(Excerpts from a dataset on pointing at objects)
⁂
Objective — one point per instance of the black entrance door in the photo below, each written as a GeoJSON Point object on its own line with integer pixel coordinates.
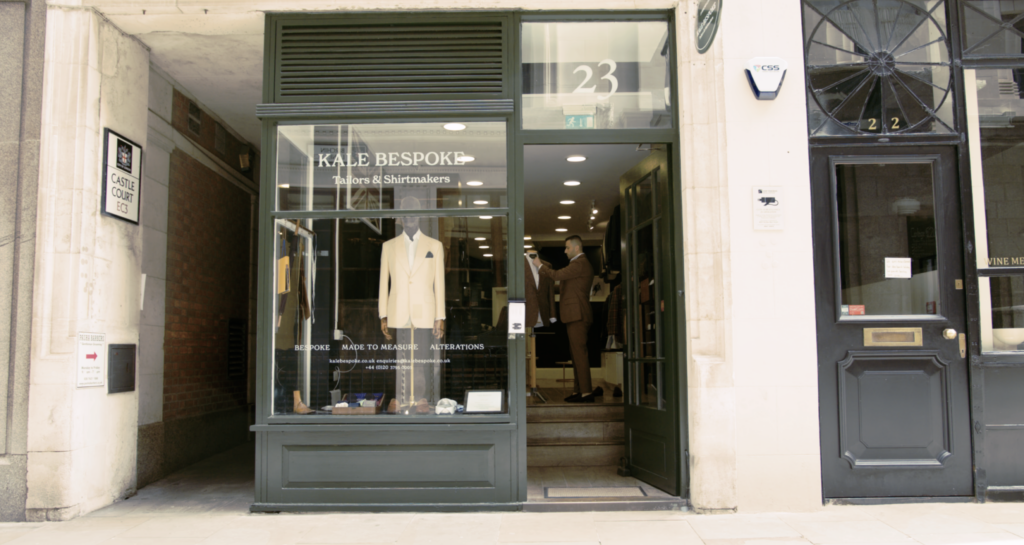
{"type": "Point", "coordinates": [651, 401]}
{"type": "Point", "coordinates": [892, 368]}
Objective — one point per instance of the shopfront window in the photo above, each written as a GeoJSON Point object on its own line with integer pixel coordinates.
{"type": "Point", "coordinates": [596, 75]}
{"type": "Point", "coordinates": [993, 28]}
{"type": "Point", "coordinates": [995, 125]}
{"type": "Point", "coordinates": [400, 312]}
{"type": "Point", "coordinates": [370, 167]}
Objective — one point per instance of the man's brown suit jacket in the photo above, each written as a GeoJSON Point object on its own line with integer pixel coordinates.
{"type": "Point", "coordinates": [576, 280]}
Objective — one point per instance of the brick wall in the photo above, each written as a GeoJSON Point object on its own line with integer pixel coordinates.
{"type": "Point", "coordinates": [207, 136]}
{"type": "Point", "coordinates": [208, 273]}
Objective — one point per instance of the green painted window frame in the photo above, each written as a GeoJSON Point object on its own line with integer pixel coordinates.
{"type": "Point", "coordinates": [516, 139]}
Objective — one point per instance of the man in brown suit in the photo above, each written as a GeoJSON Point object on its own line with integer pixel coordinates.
{"type": "Point", "coordinates": [576, 280]}
{"type": "Point", "coordinates": [540, 312]}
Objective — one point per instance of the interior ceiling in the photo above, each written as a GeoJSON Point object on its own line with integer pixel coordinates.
{"type": "Point", "coordinates": [546, 172]}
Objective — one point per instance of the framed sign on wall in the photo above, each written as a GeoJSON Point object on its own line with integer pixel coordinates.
{"type": "Point", "coordinates": [122, 177]}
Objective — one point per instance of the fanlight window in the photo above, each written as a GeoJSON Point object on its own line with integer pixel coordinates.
{"type": "Point", "coordinates": [878, 67]}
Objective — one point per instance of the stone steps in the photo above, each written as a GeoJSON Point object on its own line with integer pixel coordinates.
{"type": "Point", "coordinates": [574, 434]}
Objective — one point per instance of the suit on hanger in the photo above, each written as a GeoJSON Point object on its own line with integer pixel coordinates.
{"type": "Point", "coordinates": [540, 312]}
{"type": "Point", "coordinates": [416, 297]}
{"type": "Point", "coordinates": [412, 297]}
{"type": "Point", "coordinates": [573, 305]}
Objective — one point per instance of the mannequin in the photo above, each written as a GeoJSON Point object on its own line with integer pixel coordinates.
{"type": "Point", "coordinates": [412, 300]}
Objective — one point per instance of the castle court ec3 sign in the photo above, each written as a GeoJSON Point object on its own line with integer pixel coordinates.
{"type": "Point", "coordinates": [122, 177]}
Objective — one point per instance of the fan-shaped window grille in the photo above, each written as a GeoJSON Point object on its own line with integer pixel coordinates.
{"type": "Point", "coordinates": [323, 61]}
{"type": "Point", "coordinates": [878, 67]}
⁂
> **Work to be completed**: Lay out every line of the material above as a JSON list of strings, one string per line, with blank lines omitted. Leave the pictures out of your answer.

> **Output for this task**:
[
  "Objective — one point per instance of the black entrance door in the photo below, each written as a GeoJSON Point object on its own line with integer pixel coordinates.",
  "{\"type\": \"Point\", \"coordinates\": [651, 401]}",
  "{\"type\": \"Point\", \"coordinates\": [892, 368]}",
  "Objective — one point per instance of the shopfront window in the photo above, each written as a GeoJSON Point object on its own line with integer pixel coordinates.",
  "{\"type\": \"Point\", \"coordinates\": [596, 75]}",
  "{\"type\": \"Point\", \"coordinates\": [993, 28]}",
  "{\"type\": \"Point\", \"coordinates\": [995, 125]}",
  "{\"type\": \"Point\", \"coordinates\": [400, 312]}",
  "{\"type\": \"Point\", \"coordinates\": [370, 167]}",
  "Objective — one point per instance of the man's brown suit jacket in the photo above, each written as a GeoJSON Point object on its own line with integer pixel coordinates.",
  "{\"type\": \"Point\", \"coordinates\": [576, 280]}",
  "Objective — one point per instance of the brick wall in the photo above, each written as a GeoJSON Point object on its own line with integer pixel coordinates.",
  "{\"type\": \"Point\", \"coordinates\": [207, 136]}",
  "{\"type\": \"Point\", \"coordinates\": [208, 273]}",
  "Objective — one point per instance of the green painted window frame in the photo above, each written as a GeoJSON Point object on its own line with integer pixel coordinates.",
  "{\"type\": \"Point\", \"coordinates\": [516, 139]}",
  "Objective — one point per instance of the man in brown suit in the photo above, each written as a GeoJSON Point object on its own line with integer pixel coordinates.",
  "{\"type\": \"Point\", \"coordinates\": [576, 280]}",
  "{\"type\": \"Point\", \"coordinates\": [540, 312]}",
  "Objective — one point per instance of the interior ceiling in the photo above, each written as a GeoJSON Point object on its own line with integer pixel coordinates.",
  "{\"type\": \"Point\", \"coordinates\": [546, 172]}",
  "Objective — one point per instance of the framed sign on wall in the photo above, each written as a GeoJSON Point object on its own line with integer pixel coordinates.",
  "{\"type\": \"Point\", \"coordinates\": [122, 177]}",
  "Objective — one point per instance of the fanlight window in the photo above, each written as a GeoJSON Point object on its own line with integer pixel coordinates.",
  "{\"type\": \"Point\", \"coordinates\": [878, 67]}",
  "Objective — one point per instance of the stone steps in the photo above, each written as a GeoJSON Point object on its own line with integer pixel coordinates.",
  "{\"type\": \"Point\", \"coordinates\": [574, 434]}",
  "Objective — one point per instance of the suit on hanger in the photo above, each written as a GeoJSON Point object on its own line with integer pixel coordinates.",
  "{\"type\": \"Point\", \"coordinates\": [540, 312]}",
  "{\"type\": \"Point\", \"coordinates\": [416, 297]}",
  "{\"type\": \"Point\", \"coordinates\": [412, 297]}",
  "{\"type\": \"Point\", \"coordinates\": [573, 305]}",
  "Objective — one point per instance of the mannequin in the photo above, each written as a GeoJSON Point object on its own line with integer pixel coordinates.",
  "{\"type\": \"Point\", \"coordinates\": [412, 300]}",
  "Objective — one point per instance of the castle court ec3 sign in the photo above, each written as a GeoJSON Point object on its own line with integer pixel coordinates.",
  "{\"type\": \"Point\", \"coordinates\": [122, 177]}",
  "Objective — one point per instance of the fan-shaped window grille in the photo above, each written as a GeoJSON Point object on its own line with integer pixel coordinates.",
  "{\"type\": \"Point\", \"coordinates\": [323, 61]}",
  "{\"type\": \"Point\", \"coordinates\": [878, 67]}"
]